Task instructions:
Search the entries below for the word "gray", then copy each line in which it is found.

Input:
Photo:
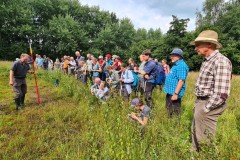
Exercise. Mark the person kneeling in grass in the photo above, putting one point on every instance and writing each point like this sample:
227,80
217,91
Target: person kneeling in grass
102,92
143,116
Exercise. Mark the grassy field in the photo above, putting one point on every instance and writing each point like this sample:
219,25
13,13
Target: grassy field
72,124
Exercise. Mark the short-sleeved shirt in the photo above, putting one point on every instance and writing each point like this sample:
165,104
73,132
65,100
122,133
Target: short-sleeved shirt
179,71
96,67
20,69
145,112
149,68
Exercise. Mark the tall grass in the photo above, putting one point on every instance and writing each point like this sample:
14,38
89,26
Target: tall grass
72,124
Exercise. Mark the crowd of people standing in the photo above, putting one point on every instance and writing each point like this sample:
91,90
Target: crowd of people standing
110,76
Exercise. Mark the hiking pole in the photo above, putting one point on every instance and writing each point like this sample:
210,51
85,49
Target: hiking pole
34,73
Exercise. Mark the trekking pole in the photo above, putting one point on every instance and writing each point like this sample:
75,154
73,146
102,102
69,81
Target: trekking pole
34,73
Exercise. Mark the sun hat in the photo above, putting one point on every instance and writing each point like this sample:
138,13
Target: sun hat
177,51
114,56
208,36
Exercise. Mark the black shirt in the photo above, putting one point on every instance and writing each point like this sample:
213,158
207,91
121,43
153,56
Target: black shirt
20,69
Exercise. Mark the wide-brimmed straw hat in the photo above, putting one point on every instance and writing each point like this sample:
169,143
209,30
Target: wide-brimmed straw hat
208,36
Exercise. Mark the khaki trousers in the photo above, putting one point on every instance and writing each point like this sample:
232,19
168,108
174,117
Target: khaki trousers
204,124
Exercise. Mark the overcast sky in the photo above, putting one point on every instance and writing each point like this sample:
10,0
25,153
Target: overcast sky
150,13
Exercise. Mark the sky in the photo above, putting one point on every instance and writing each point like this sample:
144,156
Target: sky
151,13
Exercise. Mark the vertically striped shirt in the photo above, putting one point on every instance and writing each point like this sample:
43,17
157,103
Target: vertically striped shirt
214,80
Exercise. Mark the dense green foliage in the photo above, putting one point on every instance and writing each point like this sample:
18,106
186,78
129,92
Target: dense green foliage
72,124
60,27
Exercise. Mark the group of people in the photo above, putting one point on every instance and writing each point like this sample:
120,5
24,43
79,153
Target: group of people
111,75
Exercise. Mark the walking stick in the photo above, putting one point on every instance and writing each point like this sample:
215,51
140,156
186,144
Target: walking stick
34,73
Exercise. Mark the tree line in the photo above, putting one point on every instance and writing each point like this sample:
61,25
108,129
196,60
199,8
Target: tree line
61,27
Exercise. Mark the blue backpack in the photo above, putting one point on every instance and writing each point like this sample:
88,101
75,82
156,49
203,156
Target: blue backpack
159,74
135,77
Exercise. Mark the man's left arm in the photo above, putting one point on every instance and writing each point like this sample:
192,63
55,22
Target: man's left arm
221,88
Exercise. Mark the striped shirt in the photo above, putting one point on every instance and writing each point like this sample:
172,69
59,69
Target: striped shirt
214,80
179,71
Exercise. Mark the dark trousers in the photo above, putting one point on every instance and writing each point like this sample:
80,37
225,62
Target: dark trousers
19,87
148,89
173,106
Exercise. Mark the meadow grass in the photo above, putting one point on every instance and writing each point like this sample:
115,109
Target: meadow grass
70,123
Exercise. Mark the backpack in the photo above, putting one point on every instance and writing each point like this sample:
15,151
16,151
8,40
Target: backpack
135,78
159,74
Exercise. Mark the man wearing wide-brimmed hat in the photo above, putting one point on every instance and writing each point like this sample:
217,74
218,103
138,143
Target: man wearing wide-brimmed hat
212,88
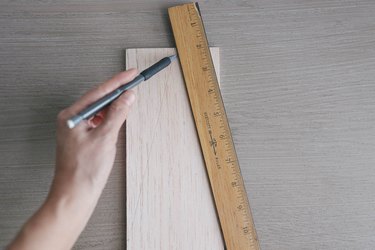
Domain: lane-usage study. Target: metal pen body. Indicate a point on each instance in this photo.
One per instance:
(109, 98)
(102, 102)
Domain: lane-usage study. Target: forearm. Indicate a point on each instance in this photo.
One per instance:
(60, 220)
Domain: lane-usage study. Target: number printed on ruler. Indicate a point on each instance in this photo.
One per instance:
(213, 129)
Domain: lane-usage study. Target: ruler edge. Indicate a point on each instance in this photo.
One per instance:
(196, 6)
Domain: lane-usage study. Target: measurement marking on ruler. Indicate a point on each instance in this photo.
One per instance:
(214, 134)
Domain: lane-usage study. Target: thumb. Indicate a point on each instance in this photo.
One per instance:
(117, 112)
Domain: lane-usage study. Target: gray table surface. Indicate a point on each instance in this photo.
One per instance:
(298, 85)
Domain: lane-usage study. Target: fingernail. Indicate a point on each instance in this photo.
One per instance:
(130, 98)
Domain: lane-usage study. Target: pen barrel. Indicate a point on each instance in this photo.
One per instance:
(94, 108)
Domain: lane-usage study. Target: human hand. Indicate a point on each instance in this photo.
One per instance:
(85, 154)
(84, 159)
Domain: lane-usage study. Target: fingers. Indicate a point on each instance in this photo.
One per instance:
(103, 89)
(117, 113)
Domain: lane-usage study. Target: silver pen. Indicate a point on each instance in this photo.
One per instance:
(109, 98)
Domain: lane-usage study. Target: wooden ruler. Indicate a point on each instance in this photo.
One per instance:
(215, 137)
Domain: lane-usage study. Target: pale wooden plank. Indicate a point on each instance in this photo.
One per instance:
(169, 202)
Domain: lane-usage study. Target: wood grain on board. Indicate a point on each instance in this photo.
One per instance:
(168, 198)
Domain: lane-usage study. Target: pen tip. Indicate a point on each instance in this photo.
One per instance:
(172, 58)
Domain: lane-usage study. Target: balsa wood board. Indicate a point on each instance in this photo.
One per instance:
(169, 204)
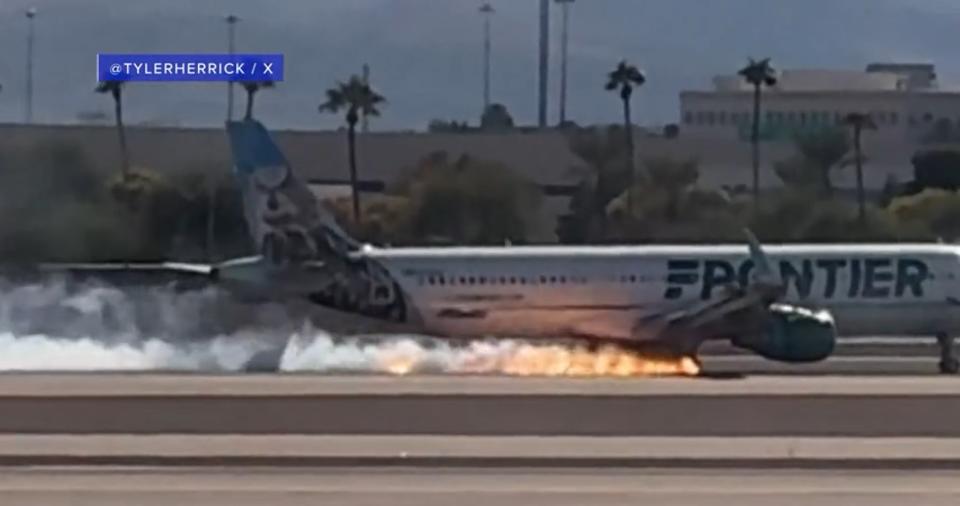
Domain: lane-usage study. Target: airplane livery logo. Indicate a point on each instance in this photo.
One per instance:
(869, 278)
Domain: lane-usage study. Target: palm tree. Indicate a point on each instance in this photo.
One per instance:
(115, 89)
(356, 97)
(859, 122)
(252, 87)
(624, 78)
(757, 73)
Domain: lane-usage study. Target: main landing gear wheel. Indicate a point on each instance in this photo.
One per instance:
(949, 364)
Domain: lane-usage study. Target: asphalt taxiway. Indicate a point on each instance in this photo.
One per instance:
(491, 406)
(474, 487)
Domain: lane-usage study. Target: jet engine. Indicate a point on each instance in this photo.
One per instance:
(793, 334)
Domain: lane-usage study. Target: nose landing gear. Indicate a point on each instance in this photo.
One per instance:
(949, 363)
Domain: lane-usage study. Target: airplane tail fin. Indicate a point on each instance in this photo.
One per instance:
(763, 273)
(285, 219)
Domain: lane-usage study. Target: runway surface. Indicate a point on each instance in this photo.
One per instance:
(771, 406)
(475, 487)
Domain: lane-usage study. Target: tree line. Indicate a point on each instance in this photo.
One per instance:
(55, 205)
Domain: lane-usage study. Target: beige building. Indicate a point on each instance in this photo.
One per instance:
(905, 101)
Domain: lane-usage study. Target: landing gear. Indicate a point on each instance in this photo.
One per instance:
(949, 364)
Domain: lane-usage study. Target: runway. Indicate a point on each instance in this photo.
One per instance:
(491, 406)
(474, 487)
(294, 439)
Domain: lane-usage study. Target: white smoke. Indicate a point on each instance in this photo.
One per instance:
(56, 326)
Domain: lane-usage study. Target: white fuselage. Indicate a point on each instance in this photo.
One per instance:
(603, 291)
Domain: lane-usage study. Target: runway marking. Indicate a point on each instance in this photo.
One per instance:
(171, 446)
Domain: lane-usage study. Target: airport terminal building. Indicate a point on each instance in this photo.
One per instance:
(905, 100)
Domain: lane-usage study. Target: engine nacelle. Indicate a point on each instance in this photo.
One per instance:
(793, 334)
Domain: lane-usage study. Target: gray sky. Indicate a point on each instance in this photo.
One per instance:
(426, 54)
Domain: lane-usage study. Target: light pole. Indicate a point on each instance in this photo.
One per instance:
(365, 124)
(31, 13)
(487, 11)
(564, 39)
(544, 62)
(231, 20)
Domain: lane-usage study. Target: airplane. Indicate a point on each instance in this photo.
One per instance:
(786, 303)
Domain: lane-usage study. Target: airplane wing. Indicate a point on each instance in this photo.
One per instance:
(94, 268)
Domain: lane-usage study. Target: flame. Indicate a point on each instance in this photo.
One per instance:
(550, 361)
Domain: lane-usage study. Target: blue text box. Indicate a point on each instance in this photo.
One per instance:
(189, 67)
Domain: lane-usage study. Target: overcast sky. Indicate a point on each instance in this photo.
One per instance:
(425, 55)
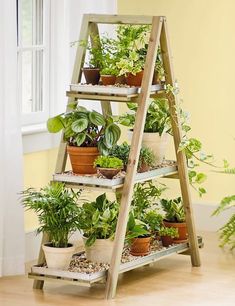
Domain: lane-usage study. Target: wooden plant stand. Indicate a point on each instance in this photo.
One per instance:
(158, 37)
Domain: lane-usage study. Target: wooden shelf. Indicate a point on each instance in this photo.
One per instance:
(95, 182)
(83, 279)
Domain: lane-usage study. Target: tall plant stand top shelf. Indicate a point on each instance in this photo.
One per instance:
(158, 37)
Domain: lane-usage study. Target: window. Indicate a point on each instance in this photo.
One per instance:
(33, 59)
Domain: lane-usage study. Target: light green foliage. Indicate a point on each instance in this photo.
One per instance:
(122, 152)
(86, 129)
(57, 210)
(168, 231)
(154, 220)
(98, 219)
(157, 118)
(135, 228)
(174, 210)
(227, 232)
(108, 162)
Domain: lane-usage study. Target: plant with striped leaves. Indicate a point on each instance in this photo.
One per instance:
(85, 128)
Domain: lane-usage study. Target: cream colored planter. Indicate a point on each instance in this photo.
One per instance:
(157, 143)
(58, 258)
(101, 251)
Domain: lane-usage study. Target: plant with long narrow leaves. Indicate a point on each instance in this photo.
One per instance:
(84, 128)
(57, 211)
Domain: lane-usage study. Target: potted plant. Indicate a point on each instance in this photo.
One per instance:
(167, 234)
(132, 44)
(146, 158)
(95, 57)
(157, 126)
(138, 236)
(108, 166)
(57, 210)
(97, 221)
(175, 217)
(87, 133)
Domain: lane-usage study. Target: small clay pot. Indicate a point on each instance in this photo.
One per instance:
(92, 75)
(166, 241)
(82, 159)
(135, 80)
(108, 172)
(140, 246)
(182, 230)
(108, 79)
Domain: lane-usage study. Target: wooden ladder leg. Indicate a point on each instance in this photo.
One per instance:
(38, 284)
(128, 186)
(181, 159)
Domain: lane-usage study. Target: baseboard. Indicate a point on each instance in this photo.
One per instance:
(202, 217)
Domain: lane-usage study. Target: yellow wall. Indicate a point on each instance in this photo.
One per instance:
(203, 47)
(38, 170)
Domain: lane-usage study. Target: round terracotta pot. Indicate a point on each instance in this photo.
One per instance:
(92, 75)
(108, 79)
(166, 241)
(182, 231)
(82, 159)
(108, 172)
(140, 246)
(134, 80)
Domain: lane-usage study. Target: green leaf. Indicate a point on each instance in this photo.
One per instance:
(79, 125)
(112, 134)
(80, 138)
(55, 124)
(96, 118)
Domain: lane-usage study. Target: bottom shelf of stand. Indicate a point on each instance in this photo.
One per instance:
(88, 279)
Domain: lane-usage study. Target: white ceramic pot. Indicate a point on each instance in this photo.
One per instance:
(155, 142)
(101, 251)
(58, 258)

Response for this exercise:
Domain: lane-usage study. Target: gray table surface. Indicate a point on each instance in this photo.
Domain: lane-usage study. Target: gray sky. Indicate a point on each instance in this photo.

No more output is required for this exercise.